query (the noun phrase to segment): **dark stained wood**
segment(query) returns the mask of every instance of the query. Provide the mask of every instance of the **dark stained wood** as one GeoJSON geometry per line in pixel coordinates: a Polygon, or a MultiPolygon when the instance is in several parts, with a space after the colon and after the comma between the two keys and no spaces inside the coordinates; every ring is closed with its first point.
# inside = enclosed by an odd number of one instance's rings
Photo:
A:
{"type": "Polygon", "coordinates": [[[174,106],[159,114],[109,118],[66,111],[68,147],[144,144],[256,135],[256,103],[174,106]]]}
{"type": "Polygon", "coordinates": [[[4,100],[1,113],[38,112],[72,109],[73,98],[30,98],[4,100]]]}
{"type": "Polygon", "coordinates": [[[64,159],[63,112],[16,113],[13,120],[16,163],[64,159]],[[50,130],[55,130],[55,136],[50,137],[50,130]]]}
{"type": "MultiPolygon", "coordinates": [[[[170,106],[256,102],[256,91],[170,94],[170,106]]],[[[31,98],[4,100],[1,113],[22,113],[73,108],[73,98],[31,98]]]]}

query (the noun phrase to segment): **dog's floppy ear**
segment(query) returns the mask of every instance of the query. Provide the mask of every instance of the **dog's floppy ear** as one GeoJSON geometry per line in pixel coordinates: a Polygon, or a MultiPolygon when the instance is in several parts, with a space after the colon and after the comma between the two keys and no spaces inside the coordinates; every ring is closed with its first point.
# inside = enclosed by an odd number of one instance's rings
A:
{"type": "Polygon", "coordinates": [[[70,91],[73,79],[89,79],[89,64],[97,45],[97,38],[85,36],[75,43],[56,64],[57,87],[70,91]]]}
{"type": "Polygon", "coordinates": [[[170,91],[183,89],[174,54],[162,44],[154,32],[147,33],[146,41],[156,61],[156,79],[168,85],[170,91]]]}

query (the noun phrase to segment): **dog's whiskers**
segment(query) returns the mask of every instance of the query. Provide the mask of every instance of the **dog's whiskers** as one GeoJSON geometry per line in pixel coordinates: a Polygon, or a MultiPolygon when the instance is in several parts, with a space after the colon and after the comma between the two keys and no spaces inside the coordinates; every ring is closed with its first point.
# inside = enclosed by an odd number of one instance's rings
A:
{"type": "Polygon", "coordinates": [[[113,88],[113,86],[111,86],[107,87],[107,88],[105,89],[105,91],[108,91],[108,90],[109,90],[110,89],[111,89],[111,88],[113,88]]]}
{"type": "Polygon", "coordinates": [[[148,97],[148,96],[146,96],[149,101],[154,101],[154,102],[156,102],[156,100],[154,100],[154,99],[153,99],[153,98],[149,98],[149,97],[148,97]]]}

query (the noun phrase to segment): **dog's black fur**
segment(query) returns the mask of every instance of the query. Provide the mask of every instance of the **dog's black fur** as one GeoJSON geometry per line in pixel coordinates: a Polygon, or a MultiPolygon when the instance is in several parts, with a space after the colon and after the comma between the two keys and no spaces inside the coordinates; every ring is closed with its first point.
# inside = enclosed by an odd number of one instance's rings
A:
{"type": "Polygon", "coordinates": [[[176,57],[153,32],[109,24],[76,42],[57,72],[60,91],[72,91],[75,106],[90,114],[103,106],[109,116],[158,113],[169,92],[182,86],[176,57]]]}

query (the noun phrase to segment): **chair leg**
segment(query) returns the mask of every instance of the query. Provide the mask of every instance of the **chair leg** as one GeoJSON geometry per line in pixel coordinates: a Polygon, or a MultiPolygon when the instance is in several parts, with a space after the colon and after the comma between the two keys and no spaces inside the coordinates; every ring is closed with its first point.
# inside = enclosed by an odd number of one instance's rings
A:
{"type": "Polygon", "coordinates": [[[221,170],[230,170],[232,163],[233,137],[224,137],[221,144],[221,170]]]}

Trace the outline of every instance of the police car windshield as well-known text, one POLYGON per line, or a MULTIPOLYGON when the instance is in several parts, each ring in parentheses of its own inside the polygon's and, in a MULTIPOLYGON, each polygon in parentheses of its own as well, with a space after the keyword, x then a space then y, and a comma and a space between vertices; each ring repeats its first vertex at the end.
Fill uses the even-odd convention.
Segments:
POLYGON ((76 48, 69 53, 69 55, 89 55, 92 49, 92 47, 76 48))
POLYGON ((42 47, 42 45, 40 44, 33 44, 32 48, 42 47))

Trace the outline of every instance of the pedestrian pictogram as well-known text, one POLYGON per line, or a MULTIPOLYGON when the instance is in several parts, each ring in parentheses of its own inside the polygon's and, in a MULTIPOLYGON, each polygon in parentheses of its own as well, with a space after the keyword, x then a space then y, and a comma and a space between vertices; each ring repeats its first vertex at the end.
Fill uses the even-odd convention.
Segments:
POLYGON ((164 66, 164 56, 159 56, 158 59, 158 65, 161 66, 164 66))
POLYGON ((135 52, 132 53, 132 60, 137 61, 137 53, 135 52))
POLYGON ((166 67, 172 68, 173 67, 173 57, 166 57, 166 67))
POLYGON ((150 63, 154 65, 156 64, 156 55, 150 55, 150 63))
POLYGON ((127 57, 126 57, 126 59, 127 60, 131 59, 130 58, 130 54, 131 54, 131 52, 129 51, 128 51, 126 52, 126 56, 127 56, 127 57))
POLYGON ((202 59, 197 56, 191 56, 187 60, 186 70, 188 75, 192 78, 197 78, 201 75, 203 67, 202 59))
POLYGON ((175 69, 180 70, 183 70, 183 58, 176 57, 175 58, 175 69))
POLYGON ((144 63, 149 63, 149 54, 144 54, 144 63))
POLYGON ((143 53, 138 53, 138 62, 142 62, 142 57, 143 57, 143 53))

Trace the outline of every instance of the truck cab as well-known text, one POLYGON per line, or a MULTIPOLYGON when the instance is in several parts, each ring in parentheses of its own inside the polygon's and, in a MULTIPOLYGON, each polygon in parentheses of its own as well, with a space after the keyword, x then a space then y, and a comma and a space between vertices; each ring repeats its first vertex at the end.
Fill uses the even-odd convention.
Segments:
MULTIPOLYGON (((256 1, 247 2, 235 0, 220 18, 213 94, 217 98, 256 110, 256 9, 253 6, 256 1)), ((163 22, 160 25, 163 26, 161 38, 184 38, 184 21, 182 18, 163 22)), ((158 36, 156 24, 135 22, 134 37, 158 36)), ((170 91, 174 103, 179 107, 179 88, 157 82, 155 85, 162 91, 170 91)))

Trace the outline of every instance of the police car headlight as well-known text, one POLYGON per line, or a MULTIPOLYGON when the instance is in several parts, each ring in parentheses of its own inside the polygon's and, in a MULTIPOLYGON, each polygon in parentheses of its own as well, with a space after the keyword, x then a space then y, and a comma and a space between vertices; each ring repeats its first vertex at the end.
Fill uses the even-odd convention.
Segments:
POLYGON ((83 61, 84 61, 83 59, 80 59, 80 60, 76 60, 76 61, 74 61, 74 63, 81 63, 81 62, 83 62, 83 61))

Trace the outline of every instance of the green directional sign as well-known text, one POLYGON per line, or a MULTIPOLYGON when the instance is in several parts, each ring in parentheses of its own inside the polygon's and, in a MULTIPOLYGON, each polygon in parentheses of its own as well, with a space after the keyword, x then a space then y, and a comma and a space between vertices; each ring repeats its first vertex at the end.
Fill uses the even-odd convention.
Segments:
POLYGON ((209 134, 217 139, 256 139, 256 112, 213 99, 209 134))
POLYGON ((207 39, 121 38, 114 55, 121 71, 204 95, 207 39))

= GIVEN REQUEST =
Put the lines from the one containing "Trace the outline of every instance of the green" through the end of the records, inclusive, into a JSON list of strings, one string per line and blank lines omitted.

= SOLUTION TO THIS TASK =
[
  "Trace the outline of every instance of the green directional sign as well-known text, one POLYGON per line, or a MULTIPOLYGON when the instance is in several parts, each ring in parentheses of its own inside the polygon's and, in a MULTIPOLYGON, each polygon in parentheses of its own as well, with a space after the keyword, x then a space then y, and a comma and a space between vertices; each ring repeats its first vertex at the end.",
  "Fill uses the even-odd convention.",
  "Segments:",
  "POLYGON ((209 134, 217 139, 256 139, 256 112, 213 99, 209 134))",
  "POLYGON ((207 39, 121 38, 114 55, 121 71, 204 95, 207 39))"
]